— Extracto de la página —
La particular transición democrática chilena puede ser considerada en cierta medida un permanente acto de extorsión política contra la ciudadanía. El paso de la dictadura militar para la actual democracia fue mediado por la tutela del ejército en su concreción, la figura del ex dictador, Augusto Pinochet, primero como Comandante en Jefe del Ejército y posteriormente como Senador Vitalicio, marcó el tránsito para un régimen político que privilegió la estabilidad por sobre la manifestación libre de los anhelos ciudadanos que derrotaron electoralmente a la Dictadura en el plebiscito del ’88. La Concertación, consciente de la fragilidad que sostenía la democracia, se resguardó exitosamente en el temor del retorno a un pasado autoritario, desmovilizando a buena parte de los sectores sociales que la llevaron al poder.
Una vez que la Concertación es derrotada y la derecha entra, sin bombardeos mediante, a La Moneda, paradojalmente la desmovilización deja de ser un acto de autocensura por parte de los sectores sociales, perdiendo su eficacia discursiva. En este escenario, la derecha se ha mostrado incapaz de generar las justificaciones necesarias para evitar que el descontento en algunas áreas sensibles (Educación, Medio Ambiente, Derechos Civiles) tome cuenta de las calles chilenas. Como consecuencia, hemos sido testigos de un recrudecimiento de las lógicas represivas ordenadas por el ejecutivo. Aunque la ampliación de estas lógicas no surge con las movilizaciones estudiantiles, la masividad de las marchas y el amplio apoyo ciudadano a las mismas han visibilizado una serie de dispositivos destinados a la contención de los sectores sociales movilizados: infiltración policial en las protestas, detenciones ilegales de manifestantes, ejercicio de una violencia desmedida, restricción al derecho de reunión y al de libre tránsito, etc.

— Registros listados —
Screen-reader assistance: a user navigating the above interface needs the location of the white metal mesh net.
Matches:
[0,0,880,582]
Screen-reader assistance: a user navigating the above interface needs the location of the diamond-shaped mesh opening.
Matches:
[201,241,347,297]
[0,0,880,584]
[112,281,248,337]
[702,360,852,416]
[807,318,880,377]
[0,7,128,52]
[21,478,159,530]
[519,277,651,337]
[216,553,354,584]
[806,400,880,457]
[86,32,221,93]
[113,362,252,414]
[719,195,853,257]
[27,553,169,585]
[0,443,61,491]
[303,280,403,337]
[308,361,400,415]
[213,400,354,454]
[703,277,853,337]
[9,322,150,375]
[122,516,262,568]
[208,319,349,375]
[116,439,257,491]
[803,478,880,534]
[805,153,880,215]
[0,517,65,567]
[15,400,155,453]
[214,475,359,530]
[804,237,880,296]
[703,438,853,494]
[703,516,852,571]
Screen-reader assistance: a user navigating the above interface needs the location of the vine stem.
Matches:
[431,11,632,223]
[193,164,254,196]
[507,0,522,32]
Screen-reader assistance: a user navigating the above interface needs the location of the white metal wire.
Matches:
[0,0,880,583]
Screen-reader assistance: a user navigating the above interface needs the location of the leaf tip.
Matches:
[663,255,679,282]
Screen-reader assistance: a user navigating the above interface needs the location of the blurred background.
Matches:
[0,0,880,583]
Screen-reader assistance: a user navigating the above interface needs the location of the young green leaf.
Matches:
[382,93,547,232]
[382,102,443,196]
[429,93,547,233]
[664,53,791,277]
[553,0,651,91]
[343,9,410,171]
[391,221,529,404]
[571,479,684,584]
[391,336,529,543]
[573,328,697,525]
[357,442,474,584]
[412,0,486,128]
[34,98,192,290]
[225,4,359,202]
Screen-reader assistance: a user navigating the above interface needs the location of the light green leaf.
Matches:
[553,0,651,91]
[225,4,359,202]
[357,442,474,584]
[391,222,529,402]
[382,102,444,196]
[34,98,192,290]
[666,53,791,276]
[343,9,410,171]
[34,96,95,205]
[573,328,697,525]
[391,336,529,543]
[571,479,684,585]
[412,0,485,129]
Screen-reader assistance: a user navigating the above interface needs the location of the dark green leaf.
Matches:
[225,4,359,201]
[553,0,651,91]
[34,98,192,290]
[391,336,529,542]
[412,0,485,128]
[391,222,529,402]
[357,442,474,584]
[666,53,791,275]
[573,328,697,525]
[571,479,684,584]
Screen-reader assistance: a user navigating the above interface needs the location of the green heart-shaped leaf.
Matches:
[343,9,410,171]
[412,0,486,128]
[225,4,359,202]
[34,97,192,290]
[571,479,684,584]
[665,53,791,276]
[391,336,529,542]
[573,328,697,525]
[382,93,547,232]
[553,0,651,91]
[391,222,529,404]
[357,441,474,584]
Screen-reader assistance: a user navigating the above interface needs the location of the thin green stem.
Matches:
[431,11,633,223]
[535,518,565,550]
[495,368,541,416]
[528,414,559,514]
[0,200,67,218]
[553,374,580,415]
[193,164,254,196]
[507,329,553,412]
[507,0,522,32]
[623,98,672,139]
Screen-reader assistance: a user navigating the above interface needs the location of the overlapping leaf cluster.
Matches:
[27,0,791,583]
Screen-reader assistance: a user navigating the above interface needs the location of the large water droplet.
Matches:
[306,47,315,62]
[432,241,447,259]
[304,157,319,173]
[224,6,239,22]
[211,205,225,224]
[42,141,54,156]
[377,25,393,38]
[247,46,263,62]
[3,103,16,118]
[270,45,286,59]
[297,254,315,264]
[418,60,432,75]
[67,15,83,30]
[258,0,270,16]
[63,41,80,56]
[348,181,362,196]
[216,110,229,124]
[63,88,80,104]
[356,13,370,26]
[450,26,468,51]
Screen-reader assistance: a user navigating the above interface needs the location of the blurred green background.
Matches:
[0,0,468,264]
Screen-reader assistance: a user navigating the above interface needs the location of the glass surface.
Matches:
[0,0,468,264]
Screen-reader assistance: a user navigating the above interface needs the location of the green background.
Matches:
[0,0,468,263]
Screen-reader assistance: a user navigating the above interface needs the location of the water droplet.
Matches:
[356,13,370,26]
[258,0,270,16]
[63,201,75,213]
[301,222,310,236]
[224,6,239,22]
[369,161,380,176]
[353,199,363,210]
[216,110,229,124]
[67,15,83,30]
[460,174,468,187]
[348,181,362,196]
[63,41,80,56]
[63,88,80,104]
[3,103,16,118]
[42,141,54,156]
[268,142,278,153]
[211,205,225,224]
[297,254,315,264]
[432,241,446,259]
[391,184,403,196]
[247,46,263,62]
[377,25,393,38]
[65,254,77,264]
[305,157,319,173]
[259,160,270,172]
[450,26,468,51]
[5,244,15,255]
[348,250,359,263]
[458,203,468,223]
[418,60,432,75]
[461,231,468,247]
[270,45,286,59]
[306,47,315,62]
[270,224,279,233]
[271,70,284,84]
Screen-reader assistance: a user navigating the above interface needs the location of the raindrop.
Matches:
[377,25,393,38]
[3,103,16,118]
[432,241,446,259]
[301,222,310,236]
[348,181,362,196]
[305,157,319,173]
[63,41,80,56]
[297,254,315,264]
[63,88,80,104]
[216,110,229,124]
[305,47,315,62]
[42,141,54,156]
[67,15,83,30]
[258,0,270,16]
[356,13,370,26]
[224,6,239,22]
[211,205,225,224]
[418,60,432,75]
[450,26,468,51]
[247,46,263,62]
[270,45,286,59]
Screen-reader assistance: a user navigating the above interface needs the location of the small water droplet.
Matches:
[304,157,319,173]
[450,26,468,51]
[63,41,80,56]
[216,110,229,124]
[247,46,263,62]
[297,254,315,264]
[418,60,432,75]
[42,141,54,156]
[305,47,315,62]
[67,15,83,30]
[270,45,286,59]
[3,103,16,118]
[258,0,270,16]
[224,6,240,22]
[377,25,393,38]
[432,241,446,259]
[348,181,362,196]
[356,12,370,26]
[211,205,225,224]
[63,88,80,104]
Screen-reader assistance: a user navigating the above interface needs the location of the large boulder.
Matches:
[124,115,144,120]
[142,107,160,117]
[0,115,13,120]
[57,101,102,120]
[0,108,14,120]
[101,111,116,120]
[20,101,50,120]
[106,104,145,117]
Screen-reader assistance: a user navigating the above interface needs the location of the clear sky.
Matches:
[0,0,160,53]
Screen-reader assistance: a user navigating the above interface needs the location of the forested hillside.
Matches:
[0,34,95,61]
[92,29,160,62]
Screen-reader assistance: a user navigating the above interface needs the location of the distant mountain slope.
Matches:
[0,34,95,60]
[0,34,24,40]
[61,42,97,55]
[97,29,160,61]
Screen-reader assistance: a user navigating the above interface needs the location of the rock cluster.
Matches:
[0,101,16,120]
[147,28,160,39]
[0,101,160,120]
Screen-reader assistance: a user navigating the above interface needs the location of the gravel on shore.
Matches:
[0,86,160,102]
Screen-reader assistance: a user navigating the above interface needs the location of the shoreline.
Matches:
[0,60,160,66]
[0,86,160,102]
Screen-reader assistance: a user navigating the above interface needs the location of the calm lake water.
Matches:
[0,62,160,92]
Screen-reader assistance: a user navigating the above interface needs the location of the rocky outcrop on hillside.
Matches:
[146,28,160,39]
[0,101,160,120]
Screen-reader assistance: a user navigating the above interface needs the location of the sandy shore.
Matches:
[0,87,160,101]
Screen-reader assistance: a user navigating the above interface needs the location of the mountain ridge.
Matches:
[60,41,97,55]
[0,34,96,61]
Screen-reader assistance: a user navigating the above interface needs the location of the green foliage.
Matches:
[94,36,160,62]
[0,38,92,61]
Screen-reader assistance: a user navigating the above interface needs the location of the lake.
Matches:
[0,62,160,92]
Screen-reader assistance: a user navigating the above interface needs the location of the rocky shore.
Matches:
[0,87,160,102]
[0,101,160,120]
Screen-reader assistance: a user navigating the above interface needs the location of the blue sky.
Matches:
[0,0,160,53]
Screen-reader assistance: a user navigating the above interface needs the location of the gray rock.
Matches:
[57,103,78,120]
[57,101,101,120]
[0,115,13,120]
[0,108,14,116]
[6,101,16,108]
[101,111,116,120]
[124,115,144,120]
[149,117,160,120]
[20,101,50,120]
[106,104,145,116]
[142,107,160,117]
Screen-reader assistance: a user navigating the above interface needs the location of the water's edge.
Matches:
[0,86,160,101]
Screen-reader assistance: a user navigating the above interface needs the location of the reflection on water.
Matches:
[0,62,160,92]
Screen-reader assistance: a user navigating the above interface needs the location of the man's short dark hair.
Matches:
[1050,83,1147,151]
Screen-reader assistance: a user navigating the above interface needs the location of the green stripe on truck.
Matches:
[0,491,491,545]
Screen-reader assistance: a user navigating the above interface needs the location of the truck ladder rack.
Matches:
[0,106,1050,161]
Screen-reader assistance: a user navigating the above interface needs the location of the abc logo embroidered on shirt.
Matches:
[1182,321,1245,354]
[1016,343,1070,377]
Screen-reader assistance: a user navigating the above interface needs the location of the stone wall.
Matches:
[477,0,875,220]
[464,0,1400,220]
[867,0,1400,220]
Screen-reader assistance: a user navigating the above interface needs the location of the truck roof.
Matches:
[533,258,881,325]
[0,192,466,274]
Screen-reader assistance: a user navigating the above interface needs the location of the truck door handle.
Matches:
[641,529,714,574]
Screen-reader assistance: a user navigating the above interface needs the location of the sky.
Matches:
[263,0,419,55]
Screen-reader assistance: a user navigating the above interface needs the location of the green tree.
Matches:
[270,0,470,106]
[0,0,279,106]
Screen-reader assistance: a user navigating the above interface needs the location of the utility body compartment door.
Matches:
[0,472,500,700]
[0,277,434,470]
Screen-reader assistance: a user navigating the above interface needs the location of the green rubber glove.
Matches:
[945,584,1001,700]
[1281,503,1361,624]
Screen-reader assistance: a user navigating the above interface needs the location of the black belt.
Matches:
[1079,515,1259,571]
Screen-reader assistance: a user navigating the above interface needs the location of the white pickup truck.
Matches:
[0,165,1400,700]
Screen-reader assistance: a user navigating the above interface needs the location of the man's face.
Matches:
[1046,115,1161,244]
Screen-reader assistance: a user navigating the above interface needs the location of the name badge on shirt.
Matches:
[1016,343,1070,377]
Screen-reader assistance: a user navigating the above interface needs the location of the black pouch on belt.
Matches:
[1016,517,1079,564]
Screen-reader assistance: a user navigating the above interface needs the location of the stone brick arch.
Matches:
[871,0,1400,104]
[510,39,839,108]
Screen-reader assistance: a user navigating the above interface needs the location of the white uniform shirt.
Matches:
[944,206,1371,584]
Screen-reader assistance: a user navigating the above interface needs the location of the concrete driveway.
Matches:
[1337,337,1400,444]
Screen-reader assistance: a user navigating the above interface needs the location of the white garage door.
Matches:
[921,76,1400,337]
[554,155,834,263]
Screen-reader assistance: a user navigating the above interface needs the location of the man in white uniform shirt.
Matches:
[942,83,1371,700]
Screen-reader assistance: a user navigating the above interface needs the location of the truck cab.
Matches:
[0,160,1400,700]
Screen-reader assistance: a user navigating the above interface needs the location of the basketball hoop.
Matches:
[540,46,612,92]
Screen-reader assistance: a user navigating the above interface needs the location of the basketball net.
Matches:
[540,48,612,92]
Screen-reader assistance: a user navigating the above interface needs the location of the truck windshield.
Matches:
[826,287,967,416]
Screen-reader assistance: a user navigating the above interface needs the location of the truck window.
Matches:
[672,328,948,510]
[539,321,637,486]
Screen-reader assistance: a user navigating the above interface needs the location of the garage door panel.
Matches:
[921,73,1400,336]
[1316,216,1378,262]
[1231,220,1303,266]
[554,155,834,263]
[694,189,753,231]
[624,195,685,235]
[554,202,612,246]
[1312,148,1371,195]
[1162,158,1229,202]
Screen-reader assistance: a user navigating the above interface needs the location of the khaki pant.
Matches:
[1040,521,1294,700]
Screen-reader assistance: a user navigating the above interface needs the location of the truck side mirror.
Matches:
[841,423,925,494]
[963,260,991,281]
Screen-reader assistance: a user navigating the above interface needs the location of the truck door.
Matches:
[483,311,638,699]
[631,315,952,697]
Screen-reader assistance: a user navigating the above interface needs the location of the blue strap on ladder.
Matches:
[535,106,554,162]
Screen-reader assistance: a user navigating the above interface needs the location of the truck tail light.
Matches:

— Objetivos —
1 - Resume en dos oraciones el texto sobre la transición chilena.
2 - Prolonga el texto sobre la transición chilena desde donde termina.

— Resultados esperados —
1 - La transición democrática chilena estuvo tutelada por el ejército y la figura de Pinochet, y la Concertación se resguardó en el temor a un retorno autoritario para desmovilizar a los sectores sociales que la llevaron al poder. Con la llegada de la derecha a La Moneda, esa desmovilización perdió su eficacia, el descontento en áreas como Educación, Medio Ambiente y Derechos Civiles tomó las calles y el ejecutivo recrudeció las lógicas represivas contra los sectores movilizados.

2 -
Ningún régimen político se puede sostener, a largo plazo, únicamente basándose en la coacción, necesita también de ciertas dosis de convencimiento (Boltanski y Chiapello, 2002). En las democracias modernas, este último ingrediente debe ser abundante y la coacción reducirse al mínimo posible. Aunque cabe esperar, de parte del gobierno, una mayor capacidad para generar convencimiento para sustentar su proyecto político, una posible fuente de legitimidad para el sistema político es precisamente su permeabilidad frente a las demandas ciudadanas que están siendo defendidas en las calles. Considerando estos puntos revisados, resulta pertinente volver a preguntar: ¿Cuál es el peligro para la democracia: los estudiantes, que, con sus demandas, han desbordado una institucionalidad política que aparece como vetusta o es el sistema político actual, que es incapaz de lidiar con los desafíos que la propia democracia le ofrece?
La respuesta del gobierno ya la conocemos. No nos queda sino ser nosotros los que ahora le hagamos una advertencia al propio gobierno, parafraseando a Bertold Brecht, si es el derecho a la educación, defendido por la mayoría de la ciudadanía, el problema, no será más fácil «disolver la ciudadanía y elegir a otra».